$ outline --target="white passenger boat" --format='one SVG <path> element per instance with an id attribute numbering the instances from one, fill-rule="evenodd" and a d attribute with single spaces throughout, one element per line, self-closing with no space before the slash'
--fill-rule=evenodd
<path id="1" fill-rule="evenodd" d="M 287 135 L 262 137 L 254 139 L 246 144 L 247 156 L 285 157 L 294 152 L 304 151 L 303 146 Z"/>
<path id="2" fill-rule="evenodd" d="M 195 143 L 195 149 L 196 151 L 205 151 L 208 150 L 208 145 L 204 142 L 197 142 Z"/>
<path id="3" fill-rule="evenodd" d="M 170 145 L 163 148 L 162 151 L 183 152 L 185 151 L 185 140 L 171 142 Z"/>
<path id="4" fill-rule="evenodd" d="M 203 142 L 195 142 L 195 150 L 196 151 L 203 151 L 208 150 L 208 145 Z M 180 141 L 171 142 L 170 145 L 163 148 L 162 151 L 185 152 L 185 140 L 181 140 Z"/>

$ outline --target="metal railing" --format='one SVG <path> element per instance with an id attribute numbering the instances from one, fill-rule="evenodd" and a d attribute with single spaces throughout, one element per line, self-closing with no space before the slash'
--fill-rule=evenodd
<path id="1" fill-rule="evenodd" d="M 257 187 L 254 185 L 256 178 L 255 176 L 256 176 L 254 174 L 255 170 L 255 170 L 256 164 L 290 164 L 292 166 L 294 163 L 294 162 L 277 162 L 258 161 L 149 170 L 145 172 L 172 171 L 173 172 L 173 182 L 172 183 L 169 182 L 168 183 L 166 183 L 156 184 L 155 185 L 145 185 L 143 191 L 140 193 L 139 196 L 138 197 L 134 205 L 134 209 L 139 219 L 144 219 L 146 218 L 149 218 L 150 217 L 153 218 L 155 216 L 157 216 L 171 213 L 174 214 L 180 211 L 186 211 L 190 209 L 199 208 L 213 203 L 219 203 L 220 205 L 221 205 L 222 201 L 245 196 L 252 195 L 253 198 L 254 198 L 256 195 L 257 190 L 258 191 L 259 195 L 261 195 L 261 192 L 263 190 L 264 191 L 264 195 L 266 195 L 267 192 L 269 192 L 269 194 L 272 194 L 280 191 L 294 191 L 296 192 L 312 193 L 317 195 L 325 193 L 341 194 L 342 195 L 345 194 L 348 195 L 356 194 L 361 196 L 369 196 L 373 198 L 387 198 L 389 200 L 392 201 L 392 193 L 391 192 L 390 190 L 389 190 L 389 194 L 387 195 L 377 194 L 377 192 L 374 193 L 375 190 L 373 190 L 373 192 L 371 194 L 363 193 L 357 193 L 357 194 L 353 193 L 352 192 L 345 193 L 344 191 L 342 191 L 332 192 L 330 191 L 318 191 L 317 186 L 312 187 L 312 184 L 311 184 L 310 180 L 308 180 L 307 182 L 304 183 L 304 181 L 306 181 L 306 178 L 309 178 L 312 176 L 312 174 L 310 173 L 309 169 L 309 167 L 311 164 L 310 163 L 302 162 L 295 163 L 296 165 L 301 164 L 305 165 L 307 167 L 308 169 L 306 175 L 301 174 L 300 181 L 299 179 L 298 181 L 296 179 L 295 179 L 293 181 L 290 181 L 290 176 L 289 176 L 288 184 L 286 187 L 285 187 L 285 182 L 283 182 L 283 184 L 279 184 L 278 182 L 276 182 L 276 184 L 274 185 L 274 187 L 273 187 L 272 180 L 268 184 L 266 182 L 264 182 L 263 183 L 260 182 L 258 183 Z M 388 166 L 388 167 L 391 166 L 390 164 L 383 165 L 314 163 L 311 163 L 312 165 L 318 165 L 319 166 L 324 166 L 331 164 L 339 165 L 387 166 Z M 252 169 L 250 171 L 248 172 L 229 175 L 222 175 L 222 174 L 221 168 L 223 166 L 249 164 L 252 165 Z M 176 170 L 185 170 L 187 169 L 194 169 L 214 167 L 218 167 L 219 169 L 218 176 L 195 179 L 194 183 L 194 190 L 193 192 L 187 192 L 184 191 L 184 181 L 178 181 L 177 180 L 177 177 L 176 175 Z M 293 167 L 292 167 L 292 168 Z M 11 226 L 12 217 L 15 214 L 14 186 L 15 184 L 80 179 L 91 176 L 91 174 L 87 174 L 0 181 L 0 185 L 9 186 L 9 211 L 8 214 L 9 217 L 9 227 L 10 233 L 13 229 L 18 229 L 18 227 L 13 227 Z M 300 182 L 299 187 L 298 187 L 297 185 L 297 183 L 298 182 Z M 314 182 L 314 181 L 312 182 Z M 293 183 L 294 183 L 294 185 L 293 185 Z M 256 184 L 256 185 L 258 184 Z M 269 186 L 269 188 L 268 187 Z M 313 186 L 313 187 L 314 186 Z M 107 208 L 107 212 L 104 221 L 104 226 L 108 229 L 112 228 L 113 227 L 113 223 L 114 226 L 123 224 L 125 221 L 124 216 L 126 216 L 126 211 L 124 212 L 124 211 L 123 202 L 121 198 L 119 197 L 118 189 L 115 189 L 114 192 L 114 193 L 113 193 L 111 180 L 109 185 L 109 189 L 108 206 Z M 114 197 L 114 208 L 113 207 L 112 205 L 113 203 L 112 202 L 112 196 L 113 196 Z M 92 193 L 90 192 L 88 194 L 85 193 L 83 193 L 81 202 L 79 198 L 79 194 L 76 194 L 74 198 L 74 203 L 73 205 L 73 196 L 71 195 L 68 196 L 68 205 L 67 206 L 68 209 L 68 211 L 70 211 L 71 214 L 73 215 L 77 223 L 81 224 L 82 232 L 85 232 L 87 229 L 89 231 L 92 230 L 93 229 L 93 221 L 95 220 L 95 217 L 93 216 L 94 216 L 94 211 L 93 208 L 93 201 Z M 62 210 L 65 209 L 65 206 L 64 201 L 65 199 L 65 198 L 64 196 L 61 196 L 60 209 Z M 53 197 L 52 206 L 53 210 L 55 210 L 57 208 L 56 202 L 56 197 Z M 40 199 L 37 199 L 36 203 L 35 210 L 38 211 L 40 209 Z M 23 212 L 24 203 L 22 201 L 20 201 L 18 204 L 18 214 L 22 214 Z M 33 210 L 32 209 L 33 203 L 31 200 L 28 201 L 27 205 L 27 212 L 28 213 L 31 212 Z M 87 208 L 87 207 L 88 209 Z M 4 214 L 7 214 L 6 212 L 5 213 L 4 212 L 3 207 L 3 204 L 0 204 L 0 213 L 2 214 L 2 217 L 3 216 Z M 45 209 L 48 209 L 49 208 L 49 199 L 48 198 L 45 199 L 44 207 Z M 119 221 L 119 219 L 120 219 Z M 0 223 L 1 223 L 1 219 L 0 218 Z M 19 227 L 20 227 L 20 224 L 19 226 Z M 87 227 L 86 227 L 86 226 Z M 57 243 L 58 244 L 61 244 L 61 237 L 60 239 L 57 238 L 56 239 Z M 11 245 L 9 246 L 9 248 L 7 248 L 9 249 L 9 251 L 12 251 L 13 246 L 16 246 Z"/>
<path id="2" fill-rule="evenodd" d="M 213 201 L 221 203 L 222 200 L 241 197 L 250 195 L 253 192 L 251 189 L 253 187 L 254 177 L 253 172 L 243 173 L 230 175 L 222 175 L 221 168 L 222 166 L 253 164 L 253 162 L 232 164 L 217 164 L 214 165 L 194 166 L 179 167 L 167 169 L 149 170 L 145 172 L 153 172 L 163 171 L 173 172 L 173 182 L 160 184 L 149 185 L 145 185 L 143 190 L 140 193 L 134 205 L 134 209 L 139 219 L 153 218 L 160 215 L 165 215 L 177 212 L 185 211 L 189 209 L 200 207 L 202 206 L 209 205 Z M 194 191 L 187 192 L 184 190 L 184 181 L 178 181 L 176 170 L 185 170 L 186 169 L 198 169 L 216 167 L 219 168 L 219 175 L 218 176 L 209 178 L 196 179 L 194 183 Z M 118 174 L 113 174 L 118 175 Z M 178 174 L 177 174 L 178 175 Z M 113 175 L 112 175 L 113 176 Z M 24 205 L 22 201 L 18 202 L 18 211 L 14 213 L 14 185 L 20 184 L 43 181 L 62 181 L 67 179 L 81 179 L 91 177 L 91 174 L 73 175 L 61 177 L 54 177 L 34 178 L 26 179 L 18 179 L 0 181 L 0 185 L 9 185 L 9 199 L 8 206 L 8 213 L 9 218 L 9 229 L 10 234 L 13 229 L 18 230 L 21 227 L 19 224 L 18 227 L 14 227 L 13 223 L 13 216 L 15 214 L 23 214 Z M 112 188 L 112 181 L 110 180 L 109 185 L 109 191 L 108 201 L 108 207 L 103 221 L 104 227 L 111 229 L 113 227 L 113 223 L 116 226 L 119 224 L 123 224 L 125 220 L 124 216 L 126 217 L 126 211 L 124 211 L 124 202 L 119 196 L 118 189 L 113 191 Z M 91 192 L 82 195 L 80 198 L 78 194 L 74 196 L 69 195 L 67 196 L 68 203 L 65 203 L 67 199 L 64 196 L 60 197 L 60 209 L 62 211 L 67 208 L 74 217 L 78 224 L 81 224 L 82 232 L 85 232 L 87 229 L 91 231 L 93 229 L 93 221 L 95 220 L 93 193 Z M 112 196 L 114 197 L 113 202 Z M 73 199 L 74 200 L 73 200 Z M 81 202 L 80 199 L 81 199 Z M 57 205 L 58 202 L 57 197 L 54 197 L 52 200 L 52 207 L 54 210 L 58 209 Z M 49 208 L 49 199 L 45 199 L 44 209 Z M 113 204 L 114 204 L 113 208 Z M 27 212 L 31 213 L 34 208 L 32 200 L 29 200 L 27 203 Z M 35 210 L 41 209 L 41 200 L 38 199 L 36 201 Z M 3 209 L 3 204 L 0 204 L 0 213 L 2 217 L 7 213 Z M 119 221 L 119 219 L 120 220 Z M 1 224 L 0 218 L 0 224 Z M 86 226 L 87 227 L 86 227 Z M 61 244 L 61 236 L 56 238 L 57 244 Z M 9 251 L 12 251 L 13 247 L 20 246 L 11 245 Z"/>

######

--- EXERCISE REQUIREMENTS ---
Select every line in the data above that contains the string "from", and copy each one in full.

--- EXERCISE RESULT ---
$ outline --target="white passenger boat" --format='one SVG <path> element per instance with an id attribute numbering the instances from one, fill-rule="evenodd" and a d attribute with single spaces throughout, one element per line, self-closing with no space before the slash'
$ outline --target="metal railing" --format='one SVG <path> element per instance with an id attribute numbering the instances from one, fill-rule="evenodd" and a d attribute with single spaces throughout, one element per line, self-closing with no space before the slash'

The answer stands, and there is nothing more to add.